▶ [PROBLEM DESCRIPTION]: Look through the data below and return each line where "order" appears.

▶ [DATA EXCERPTS]:
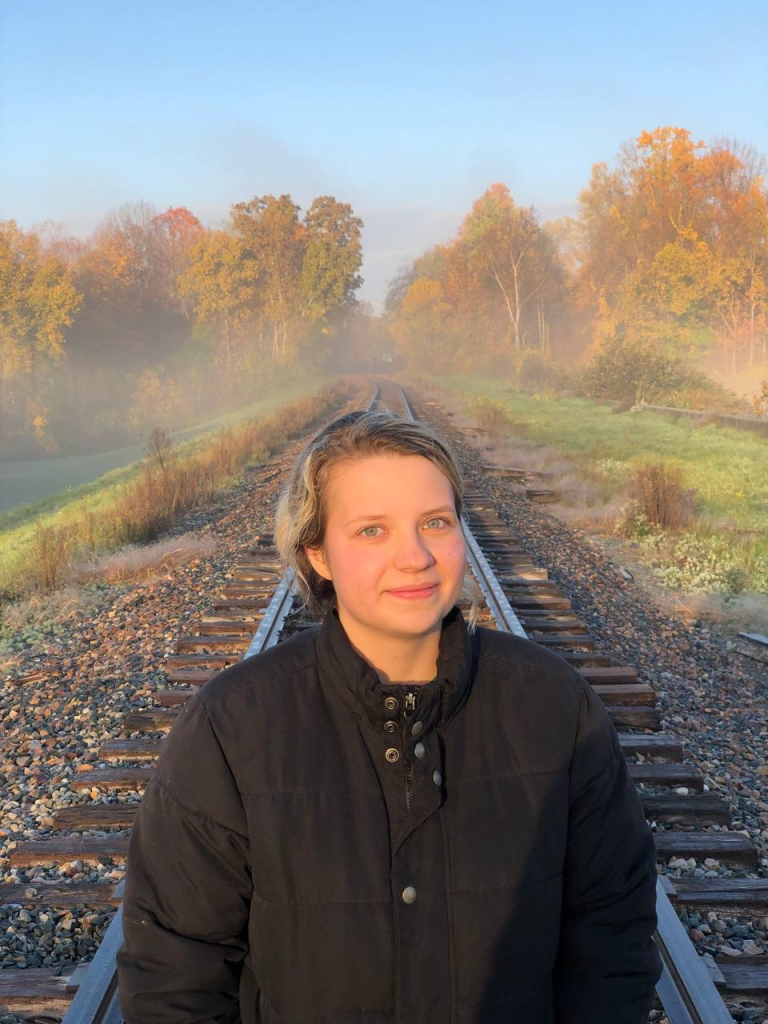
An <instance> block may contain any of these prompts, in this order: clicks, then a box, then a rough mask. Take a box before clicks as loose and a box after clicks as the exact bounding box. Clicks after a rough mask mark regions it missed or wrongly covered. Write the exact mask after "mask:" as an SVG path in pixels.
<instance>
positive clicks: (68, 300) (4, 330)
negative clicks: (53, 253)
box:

---

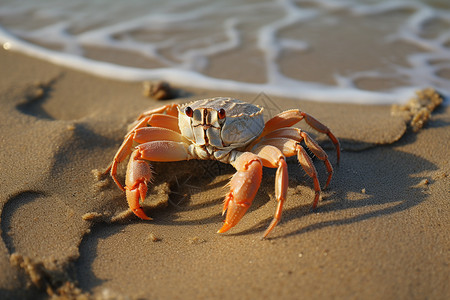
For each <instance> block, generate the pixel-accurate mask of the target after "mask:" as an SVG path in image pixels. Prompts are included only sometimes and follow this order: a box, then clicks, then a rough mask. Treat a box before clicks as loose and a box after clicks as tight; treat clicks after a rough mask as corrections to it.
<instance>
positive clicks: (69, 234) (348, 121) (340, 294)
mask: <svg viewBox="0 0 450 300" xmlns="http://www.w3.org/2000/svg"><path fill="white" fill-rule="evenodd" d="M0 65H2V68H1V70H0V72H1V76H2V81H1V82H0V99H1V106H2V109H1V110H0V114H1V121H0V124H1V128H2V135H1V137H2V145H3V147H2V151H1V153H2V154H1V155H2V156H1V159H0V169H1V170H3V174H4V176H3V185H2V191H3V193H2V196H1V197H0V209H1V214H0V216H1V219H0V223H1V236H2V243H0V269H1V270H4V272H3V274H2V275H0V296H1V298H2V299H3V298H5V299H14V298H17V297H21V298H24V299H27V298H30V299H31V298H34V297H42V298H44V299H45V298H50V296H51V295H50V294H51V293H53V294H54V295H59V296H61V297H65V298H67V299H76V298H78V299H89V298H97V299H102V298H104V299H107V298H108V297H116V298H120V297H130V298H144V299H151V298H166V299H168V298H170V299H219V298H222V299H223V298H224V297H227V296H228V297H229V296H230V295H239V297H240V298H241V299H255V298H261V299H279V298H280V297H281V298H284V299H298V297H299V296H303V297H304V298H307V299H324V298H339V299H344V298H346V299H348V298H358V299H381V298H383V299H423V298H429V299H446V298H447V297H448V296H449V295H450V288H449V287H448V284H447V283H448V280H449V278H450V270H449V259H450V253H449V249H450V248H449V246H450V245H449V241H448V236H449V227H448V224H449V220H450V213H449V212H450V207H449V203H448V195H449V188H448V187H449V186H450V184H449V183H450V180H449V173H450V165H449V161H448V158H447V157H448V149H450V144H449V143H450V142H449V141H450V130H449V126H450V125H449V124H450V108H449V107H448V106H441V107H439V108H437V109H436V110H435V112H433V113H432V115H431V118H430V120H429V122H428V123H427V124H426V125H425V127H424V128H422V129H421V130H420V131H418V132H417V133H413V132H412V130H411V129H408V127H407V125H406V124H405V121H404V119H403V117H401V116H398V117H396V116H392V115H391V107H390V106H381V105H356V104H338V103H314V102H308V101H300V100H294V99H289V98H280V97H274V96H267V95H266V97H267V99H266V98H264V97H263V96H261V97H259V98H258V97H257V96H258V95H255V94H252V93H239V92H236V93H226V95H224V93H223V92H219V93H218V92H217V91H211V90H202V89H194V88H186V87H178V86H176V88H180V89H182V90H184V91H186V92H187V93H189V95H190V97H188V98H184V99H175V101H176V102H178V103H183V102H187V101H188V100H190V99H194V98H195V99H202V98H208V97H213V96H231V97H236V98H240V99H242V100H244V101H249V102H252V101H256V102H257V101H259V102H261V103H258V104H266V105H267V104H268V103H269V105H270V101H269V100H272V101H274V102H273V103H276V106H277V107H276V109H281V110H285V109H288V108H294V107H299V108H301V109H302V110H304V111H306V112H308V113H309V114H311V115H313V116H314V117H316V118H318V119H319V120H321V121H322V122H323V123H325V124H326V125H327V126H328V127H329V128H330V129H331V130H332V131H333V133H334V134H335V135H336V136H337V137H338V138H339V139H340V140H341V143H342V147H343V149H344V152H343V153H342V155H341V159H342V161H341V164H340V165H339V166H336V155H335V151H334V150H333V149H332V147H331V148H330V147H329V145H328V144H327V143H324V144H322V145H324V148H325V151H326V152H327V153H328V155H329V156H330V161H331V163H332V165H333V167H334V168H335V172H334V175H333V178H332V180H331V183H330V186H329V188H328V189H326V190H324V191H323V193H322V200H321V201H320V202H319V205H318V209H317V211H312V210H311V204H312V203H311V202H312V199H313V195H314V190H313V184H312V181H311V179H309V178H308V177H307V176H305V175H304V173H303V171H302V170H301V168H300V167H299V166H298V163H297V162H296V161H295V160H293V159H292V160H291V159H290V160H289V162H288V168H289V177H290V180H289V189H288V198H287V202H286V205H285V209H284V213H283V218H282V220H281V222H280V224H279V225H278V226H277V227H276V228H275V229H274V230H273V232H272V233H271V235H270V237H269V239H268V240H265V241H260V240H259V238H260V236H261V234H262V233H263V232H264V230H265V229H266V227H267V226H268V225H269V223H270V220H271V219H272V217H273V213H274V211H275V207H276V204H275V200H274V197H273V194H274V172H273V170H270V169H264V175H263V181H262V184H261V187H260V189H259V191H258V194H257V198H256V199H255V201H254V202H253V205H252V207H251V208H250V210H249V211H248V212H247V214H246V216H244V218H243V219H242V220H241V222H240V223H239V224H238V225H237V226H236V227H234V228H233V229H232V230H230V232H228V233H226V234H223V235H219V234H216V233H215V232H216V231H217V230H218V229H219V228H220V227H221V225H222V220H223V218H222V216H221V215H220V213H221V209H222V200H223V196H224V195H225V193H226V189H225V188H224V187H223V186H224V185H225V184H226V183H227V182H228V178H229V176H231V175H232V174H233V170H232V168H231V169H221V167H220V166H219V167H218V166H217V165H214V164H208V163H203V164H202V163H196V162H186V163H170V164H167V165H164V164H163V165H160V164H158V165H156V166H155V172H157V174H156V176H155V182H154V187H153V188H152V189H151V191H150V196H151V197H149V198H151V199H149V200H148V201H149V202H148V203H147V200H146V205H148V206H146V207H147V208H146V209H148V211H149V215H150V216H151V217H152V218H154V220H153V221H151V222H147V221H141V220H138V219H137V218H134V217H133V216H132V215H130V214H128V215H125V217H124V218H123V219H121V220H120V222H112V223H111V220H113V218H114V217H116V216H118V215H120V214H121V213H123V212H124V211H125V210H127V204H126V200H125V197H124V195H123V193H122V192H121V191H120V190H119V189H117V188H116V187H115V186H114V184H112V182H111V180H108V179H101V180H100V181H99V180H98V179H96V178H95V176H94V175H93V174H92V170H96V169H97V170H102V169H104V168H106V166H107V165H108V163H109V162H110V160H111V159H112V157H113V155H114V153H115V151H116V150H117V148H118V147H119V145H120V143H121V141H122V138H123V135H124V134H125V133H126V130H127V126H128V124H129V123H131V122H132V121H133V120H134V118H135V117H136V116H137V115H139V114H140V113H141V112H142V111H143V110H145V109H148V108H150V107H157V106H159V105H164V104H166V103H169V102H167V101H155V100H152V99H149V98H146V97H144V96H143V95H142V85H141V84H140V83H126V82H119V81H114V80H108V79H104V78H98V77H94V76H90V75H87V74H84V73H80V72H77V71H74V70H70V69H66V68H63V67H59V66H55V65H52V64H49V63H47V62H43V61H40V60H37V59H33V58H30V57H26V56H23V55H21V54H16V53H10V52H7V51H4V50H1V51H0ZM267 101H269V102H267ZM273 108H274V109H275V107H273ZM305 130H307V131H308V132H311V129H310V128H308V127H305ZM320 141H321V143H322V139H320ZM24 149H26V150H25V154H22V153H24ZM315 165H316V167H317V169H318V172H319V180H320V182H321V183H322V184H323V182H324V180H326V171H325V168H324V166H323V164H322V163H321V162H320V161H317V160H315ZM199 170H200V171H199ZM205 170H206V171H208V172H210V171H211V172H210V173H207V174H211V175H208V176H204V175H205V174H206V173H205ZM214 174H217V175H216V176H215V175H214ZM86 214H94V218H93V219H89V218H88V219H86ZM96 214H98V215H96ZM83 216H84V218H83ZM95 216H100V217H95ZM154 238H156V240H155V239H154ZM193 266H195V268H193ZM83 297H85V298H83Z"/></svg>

▶ [RESPONSE FOR THIS EXERCISE]:
An <instance> block may contain any of these prompts, in this order: clicks, then a box, then a rough mask. Take a box before clicks as loose and a box after clicks as the exact bounding box. Clicks after a rough mask mark regions it missed or wrongly covered. Write the exact mask after "mask:" as an SVG path in pixels.
For each <instance> block, generate the pixel-accurate mask of the target after "mask:" as an SVG path in image pixels. Prompts are included only sometimes and follow this order: a box, then clicks, then a rough mask. Treat a box before clicks as loose and a box after clicks as tight; treat clicks after a rough mask as corrections to it.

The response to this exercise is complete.